* AIM
Starting with the line containing "Can you confirm whether any apple" and going on through the line containing "[798,713,996,822]", reproduce the records with "orange juice" switched to "grapefruit juice" and everything else left as it is.
━━━━━ MATERIAL
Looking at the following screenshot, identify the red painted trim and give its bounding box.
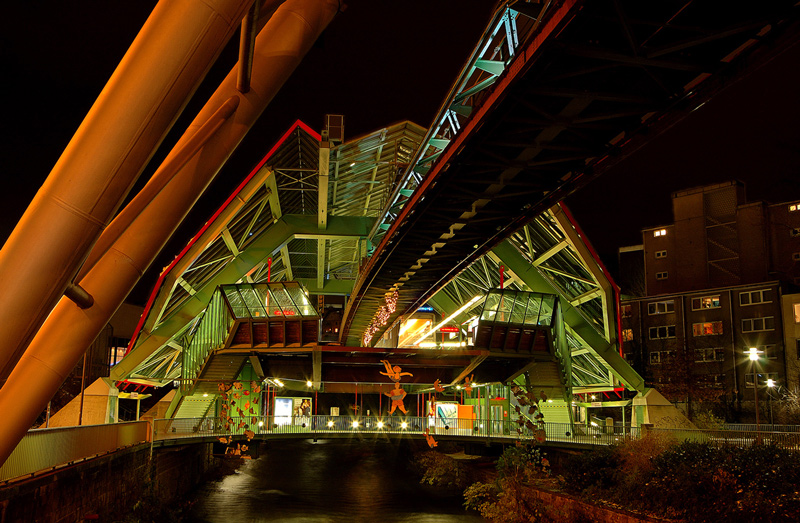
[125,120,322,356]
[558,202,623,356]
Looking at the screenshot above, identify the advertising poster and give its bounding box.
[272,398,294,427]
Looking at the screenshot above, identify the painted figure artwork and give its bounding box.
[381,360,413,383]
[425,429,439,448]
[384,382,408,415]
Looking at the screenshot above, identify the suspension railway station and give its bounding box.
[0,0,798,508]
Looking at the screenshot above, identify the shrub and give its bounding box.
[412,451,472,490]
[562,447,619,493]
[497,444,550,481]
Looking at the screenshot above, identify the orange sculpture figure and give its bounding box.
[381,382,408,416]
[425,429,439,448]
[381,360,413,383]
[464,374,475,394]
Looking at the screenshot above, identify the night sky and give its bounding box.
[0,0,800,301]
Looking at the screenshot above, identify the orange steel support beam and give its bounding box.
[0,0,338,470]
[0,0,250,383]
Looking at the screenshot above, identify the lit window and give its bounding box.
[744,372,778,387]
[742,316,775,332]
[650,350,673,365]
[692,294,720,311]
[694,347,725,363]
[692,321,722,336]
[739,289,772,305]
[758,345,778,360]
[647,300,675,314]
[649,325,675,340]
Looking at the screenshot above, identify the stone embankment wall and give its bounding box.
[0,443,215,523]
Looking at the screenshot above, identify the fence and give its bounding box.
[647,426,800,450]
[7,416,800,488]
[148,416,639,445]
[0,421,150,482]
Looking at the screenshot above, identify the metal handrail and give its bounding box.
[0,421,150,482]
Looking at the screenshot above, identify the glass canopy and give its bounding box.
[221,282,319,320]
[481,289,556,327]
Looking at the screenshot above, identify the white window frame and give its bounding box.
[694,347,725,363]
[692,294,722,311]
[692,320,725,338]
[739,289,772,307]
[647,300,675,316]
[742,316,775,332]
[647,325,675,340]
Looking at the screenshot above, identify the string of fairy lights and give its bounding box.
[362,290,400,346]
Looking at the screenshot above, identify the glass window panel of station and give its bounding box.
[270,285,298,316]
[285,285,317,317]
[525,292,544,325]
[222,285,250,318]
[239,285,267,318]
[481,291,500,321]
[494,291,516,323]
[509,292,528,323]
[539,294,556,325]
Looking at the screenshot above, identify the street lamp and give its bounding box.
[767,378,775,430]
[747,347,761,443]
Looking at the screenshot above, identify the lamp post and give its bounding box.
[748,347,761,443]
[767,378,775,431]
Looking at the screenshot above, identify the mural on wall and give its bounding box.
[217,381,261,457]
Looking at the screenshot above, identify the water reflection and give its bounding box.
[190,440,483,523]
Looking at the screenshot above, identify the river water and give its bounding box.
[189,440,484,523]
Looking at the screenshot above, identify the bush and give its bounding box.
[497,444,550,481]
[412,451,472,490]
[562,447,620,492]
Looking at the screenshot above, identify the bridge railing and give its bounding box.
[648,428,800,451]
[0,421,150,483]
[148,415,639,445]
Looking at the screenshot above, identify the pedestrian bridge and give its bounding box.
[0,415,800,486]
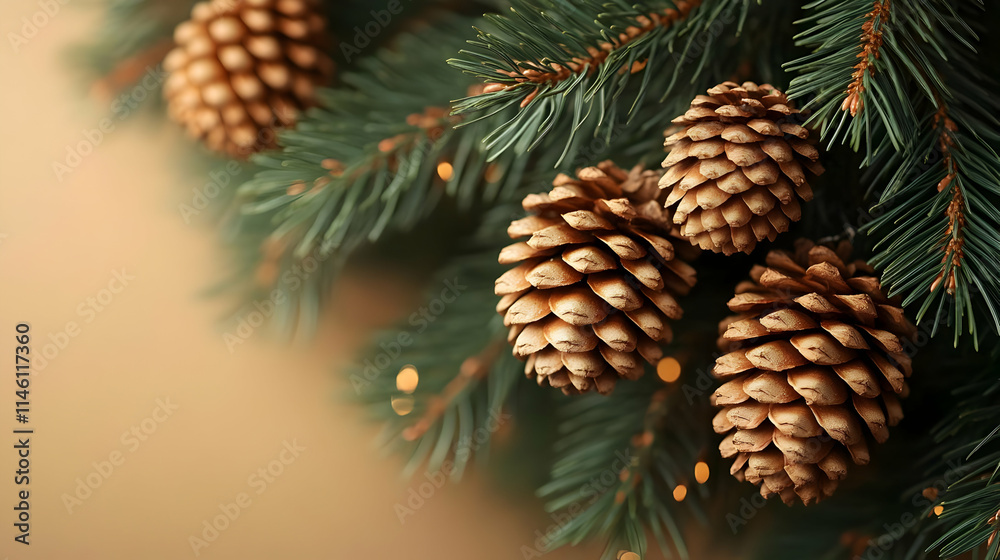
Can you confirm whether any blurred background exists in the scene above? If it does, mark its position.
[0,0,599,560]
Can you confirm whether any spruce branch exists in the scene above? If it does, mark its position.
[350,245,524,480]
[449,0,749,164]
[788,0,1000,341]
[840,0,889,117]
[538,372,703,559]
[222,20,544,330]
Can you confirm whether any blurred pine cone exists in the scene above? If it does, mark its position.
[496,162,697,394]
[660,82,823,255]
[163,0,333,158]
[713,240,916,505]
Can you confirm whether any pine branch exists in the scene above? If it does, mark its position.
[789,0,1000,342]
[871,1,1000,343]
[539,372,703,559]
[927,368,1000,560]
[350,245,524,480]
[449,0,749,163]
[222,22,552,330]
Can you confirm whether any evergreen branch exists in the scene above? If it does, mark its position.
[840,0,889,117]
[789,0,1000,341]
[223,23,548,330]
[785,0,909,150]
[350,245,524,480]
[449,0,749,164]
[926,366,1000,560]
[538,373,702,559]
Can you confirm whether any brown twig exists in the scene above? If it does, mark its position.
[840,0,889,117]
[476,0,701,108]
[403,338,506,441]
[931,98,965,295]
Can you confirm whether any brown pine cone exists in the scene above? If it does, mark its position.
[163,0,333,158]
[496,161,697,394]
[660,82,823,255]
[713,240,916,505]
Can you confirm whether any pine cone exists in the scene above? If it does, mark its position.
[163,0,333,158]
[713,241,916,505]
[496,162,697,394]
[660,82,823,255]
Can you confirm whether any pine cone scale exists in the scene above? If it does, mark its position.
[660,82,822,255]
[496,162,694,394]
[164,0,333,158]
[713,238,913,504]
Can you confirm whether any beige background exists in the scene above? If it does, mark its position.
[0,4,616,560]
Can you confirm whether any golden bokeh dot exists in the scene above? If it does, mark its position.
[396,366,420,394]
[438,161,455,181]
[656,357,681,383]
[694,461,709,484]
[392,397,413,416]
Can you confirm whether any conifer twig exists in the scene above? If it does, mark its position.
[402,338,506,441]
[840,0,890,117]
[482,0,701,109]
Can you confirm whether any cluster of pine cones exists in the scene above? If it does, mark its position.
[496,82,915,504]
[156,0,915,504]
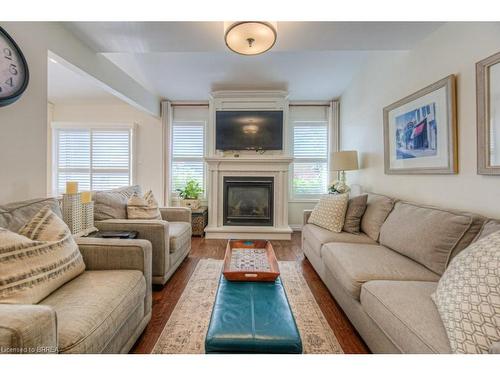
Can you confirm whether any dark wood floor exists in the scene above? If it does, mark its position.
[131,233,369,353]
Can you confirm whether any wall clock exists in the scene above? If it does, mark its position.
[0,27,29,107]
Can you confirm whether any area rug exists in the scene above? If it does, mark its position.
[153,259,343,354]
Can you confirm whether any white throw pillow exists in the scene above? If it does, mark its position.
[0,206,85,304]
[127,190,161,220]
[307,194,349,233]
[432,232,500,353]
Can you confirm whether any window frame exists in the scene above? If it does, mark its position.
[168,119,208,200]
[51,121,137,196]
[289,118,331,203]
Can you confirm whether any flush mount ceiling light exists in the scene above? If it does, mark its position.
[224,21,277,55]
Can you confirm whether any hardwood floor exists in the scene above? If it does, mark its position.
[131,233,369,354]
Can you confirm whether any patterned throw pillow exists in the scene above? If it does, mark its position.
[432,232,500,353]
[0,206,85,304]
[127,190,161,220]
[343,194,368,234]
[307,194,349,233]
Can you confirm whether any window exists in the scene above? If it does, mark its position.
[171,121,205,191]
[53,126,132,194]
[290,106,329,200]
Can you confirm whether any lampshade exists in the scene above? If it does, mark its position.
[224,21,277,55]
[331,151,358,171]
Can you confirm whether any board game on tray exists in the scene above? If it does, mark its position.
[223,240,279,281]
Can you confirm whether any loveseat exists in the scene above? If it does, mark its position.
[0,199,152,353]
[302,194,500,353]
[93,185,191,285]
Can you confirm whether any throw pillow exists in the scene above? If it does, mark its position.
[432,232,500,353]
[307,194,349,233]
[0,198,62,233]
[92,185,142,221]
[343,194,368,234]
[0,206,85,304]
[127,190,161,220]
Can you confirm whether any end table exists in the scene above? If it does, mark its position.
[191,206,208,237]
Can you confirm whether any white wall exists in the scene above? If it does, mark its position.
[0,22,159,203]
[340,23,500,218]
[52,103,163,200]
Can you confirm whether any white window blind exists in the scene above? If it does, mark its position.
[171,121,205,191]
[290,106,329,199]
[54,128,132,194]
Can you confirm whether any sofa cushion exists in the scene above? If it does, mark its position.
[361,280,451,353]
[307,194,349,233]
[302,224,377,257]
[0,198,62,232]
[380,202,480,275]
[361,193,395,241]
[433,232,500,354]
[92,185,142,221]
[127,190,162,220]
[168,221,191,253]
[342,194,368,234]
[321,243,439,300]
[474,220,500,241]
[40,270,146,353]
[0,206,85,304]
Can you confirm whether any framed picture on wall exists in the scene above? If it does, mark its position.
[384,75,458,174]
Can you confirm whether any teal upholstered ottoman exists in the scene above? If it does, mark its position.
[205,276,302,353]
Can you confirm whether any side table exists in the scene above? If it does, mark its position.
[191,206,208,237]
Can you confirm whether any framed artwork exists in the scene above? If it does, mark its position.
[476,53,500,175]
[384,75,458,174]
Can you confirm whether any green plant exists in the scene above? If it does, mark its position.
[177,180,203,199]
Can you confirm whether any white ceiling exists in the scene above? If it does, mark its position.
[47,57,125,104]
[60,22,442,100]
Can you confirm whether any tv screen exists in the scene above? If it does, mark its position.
━━━━━━━━━━
━━━━━ MATERIAL
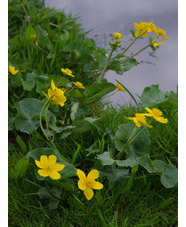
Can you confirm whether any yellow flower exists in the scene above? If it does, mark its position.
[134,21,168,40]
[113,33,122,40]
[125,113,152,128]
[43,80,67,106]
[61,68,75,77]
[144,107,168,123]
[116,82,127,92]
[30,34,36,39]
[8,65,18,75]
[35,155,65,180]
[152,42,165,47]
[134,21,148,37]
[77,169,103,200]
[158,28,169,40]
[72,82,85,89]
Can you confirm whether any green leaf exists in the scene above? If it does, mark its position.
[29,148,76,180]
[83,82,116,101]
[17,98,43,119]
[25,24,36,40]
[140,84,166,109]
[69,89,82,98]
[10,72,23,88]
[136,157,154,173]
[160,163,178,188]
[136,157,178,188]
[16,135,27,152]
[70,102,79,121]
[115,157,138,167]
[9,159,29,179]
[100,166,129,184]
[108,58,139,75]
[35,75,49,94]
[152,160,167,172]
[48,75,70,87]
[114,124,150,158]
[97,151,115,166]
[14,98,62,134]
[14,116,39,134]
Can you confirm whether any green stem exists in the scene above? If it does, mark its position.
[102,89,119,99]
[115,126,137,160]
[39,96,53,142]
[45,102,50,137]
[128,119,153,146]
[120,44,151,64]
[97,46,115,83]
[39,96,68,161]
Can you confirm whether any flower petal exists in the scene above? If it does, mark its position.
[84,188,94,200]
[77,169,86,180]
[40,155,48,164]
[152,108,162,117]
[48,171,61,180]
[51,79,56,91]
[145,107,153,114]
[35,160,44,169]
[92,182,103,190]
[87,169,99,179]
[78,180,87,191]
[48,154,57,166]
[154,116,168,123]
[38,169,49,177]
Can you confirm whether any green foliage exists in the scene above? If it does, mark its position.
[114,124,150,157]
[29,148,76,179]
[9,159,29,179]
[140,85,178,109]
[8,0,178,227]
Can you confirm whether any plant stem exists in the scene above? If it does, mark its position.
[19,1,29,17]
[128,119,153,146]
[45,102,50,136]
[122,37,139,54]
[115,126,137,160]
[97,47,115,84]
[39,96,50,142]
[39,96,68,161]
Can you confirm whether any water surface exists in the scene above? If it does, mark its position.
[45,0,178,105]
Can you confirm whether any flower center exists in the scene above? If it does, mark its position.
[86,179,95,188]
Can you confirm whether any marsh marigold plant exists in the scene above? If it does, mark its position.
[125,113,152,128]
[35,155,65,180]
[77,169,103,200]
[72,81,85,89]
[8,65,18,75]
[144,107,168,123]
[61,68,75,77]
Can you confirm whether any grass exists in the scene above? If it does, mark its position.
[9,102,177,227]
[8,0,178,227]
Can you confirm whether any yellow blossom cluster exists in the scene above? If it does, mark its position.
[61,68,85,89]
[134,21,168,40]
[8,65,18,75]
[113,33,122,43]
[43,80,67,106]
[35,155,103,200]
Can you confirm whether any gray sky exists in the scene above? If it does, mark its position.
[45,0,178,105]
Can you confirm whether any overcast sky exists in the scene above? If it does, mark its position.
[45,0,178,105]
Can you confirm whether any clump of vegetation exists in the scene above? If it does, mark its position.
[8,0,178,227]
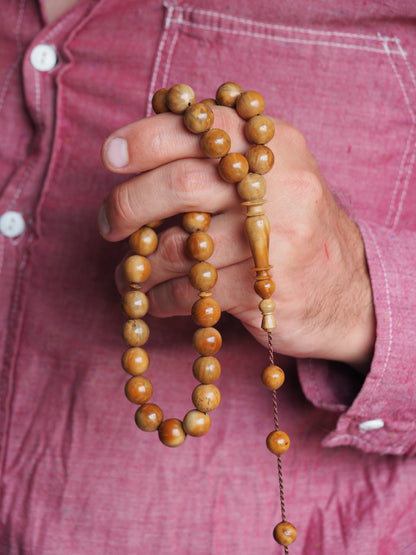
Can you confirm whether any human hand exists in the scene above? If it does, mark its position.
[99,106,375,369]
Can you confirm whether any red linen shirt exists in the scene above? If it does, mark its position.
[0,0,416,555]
━━━━━━━━━━
━━━━━ MATERIAL
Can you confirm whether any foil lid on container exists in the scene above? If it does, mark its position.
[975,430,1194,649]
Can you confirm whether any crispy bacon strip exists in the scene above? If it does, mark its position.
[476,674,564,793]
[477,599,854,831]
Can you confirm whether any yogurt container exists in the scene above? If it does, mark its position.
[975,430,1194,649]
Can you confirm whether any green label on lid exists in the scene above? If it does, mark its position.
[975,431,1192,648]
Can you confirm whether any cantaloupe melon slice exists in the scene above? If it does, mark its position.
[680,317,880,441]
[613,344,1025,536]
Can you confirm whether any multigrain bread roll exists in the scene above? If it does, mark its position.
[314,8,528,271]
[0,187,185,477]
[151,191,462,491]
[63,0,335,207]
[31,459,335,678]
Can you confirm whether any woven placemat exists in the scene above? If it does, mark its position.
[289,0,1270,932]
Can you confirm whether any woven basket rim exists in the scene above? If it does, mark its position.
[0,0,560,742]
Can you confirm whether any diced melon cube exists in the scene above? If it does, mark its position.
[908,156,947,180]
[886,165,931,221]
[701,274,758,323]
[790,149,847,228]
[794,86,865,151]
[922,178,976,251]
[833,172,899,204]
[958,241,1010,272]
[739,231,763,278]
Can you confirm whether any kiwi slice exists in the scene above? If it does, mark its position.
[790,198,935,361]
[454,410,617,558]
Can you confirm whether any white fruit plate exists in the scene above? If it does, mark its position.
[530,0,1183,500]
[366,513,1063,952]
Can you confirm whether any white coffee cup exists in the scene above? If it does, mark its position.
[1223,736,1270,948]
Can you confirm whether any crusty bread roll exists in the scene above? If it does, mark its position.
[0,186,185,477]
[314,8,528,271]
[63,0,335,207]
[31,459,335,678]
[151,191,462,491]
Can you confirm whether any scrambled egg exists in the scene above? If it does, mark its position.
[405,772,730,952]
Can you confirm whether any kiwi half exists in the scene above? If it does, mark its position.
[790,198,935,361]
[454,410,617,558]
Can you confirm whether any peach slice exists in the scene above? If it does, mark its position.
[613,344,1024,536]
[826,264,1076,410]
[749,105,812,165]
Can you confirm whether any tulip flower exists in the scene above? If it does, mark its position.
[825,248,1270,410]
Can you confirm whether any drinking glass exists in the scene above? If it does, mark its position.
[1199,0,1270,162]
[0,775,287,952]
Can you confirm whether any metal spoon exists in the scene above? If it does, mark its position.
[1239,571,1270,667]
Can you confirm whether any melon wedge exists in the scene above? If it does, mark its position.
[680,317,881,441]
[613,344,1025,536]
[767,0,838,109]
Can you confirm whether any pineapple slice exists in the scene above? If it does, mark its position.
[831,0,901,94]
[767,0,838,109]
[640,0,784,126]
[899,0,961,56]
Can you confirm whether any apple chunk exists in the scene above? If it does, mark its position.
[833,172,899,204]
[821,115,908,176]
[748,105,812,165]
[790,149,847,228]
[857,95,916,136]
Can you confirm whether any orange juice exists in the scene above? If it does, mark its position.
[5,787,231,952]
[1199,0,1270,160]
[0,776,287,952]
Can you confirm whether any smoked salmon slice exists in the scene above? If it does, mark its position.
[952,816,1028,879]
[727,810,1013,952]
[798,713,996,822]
━━━━━━━━━━
* OUTPUT OF THE TASK
Can you confirm whether any apple chunk exists in the scene above? If it does, mark its position.
[833,172,899,204]
[821,115,908,176]
[748,105,812,165]
[790,149,847,228]
[857,95,916,136]
Can you confirm whether any grapefruit juice exists in the scene above? If it does, mark its position.
[5,787,231,952]
[1199,0,1270,160]
[0,776,287,952]
Can you confirm whether any smoked salmon slice exists in the scene above? If it does, mark its position.
[952,816,1028,879]
[727,810,1013,952]
[798,713,996,822]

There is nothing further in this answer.